● WHAT YOU ARE ASKED TO DO
Output exactly the lines that run from the line with "Drop a point on every instance of the bird's tail" to the end of the material, both ends included, and no other lines.

● EXERCISE MATERIAL
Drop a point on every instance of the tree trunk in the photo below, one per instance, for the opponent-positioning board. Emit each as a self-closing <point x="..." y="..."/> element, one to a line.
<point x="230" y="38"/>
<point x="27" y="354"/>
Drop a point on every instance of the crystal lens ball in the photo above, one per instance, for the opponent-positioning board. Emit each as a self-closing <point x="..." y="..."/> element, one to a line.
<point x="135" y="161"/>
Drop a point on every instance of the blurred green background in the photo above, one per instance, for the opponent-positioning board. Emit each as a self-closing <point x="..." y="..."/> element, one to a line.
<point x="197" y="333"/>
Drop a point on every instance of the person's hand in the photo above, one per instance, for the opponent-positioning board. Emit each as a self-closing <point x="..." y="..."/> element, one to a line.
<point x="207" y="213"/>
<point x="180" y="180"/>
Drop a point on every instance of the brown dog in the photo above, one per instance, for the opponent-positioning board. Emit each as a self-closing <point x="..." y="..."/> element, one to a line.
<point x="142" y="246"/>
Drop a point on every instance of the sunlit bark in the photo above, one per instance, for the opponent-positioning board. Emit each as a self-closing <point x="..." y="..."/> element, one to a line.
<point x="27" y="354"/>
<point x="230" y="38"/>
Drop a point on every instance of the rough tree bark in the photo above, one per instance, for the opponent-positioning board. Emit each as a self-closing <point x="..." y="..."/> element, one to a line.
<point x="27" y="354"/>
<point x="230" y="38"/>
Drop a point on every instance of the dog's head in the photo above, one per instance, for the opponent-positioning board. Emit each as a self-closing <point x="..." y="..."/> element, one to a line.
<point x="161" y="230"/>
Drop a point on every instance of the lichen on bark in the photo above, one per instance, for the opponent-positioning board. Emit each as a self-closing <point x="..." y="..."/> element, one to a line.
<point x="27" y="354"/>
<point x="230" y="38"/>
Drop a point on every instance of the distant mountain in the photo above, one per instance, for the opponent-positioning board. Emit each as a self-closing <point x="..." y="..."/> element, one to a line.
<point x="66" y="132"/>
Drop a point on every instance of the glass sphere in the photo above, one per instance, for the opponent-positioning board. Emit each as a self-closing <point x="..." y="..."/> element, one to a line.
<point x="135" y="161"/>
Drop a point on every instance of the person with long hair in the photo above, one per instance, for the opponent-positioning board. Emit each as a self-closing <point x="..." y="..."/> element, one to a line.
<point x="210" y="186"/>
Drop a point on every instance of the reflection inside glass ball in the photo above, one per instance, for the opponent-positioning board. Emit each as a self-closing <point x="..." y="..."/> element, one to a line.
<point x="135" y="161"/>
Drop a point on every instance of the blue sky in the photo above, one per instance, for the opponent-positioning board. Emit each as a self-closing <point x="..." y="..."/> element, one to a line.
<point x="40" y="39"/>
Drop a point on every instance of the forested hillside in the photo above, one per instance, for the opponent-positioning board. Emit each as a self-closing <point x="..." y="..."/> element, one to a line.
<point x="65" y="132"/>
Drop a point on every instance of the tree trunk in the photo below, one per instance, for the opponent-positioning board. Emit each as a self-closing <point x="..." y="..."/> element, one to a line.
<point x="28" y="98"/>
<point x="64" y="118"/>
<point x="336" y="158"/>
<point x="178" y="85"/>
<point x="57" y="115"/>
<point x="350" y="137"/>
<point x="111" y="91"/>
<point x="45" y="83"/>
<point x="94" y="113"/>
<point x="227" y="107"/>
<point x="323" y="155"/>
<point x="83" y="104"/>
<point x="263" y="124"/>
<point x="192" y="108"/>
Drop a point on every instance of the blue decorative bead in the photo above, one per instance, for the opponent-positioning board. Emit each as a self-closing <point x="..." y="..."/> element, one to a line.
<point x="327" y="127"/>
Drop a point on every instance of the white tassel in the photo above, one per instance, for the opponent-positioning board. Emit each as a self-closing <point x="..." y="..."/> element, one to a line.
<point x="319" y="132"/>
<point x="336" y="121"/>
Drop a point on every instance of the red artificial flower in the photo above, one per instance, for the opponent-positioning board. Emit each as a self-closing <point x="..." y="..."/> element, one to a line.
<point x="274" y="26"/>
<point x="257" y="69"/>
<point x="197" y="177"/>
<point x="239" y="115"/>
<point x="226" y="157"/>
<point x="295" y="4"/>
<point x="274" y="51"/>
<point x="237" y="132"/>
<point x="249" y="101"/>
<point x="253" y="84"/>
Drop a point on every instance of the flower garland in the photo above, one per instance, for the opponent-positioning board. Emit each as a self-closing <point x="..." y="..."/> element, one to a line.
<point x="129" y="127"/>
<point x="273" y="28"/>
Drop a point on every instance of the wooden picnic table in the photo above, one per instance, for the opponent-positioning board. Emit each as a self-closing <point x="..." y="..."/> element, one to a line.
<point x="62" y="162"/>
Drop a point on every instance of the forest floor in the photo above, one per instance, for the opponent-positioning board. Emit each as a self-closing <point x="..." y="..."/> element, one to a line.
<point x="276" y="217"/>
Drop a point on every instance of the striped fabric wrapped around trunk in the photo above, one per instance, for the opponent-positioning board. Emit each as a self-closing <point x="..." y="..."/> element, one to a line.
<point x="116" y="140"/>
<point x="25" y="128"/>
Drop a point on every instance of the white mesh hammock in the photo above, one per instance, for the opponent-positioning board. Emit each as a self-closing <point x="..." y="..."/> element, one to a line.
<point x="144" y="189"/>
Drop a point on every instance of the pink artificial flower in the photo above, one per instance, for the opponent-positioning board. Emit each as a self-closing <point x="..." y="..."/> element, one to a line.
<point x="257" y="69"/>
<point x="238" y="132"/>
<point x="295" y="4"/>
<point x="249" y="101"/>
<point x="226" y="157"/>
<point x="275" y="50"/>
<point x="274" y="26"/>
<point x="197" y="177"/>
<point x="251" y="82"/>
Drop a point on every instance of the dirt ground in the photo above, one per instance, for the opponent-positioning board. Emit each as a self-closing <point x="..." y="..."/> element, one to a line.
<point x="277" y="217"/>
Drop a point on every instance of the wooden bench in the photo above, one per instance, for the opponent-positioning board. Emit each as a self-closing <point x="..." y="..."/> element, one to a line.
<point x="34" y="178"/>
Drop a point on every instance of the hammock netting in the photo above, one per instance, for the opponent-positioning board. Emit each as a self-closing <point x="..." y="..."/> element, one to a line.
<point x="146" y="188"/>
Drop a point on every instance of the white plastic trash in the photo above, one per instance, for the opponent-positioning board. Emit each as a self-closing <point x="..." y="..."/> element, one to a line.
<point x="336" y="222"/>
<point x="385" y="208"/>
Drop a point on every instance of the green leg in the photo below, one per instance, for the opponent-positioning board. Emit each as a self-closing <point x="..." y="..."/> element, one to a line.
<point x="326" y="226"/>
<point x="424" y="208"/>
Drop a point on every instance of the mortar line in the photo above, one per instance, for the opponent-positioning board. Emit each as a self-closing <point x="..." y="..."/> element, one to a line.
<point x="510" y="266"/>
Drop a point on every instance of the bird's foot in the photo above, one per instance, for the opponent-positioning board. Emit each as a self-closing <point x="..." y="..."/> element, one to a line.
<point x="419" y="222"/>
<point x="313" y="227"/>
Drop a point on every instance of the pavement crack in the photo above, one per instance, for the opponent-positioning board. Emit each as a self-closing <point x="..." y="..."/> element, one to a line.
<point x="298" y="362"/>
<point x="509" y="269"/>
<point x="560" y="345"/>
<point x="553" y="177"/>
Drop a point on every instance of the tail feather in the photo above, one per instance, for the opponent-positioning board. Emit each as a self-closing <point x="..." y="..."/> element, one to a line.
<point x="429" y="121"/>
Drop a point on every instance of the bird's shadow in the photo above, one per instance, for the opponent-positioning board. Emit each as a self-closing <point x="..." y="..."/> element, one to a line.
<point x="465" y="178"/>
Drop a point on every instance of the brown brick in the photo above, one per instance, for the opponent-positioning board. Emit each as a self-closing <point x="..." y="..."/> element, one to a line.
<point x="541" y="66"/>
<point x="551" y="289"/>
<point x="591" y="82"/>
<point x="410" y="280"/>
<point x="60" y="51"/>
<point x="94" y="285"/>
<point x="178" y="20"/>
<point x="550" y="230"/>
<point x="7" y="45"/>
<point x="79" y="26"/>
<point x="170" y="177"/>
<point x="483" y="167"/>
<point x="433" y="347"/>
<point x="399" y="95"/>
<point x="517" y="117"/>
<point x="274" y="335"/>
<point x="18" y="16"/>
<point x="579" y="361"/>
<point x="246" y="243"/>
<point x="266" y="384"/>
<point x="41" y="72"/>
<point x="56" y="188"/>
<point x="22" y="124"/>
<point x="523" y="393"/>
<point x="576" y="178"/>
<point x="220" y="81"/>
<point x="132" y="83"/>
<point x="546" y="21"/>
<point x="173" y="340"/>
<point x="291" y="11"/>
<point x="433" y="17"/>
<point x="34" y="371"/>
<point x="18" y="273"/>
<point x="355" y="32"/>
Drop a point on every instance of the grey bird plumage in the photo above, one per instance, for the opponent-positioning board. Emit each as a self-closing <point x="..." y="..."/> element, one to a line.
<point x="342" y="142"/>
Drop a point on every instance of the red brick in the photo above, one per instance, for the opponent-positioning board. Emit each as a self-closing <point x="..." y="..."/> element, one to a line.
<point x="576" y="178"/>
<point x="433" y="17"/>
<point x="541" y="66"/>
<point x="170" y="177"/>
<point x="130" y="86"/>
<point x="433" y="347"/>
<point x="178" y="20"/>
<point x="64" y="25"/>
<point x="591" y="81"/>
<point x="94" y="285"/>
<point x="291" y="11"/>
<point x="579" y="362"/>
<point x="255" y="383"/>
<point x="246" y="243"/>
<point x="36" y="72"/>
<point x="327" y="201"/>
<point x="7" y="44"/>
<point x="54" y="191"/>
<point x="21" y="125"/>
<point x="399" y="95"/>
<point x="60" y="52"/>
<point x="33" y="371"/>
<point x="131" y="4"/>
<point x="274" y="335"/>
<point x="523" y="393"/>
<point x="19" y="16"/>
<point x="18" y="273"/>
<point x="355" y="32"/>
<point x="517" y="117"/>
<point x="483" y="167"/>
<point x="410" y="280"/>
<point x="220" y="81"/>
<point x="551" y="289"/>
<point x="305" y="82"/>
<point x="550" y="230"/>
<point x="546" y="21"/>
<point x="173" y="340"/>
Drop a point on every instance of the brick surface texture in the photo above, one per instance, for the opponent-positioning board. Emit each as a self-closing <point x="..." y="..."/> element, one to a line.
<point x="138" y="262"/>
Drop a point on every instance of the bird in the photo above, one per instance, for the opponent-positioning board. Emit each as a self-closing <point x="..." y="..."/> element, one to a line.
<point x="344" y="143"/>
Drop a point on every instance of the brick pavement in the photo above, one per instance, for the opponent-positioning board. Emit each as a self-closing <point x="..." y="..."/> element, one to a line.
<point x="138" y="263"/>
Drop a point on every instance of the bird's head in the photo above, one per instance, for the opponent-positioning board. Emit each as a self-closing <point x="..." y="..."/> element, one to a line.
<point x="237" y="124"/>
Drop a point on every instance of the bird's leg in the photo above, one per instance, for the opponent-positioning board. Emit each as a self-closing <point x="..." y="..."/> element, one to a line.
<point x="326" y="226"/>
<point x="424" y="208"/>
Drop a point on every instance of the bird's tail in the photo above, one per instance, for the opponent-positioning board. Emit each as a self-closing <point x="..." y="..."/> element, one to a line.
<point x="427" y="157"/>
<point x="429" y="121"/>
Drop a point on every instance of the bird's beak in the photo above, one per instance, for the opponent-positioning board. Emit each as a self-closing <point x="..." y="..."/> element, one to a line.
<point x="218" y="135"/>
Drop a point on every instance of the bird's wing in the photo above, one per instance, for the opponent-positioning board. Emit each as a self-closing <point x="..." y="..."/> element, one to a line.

● THE RESPONSE
Drop a point on every instance of the bird's tail in the photo above, one per instance, for the opponent-positioning board. Emit each as a self-closing <point x="..." y="..."/> element, one to a line.
<point x="427" y="157"/>
<point x="429" y="121"/>
Drop a point on every instance of the bird's beak in the photo above, one per instance, for the opponent-positioning board. Emit each as a self-closing <point x="..." y="..."/> element, one to a line.
<point x="218" y="135"/>
Drop a point on every instance of the bird's wing in the photo above, one per instance, for the opponent-positioning board. Emit each as a self-closing <point x="..." y="..."/> element, one to a line.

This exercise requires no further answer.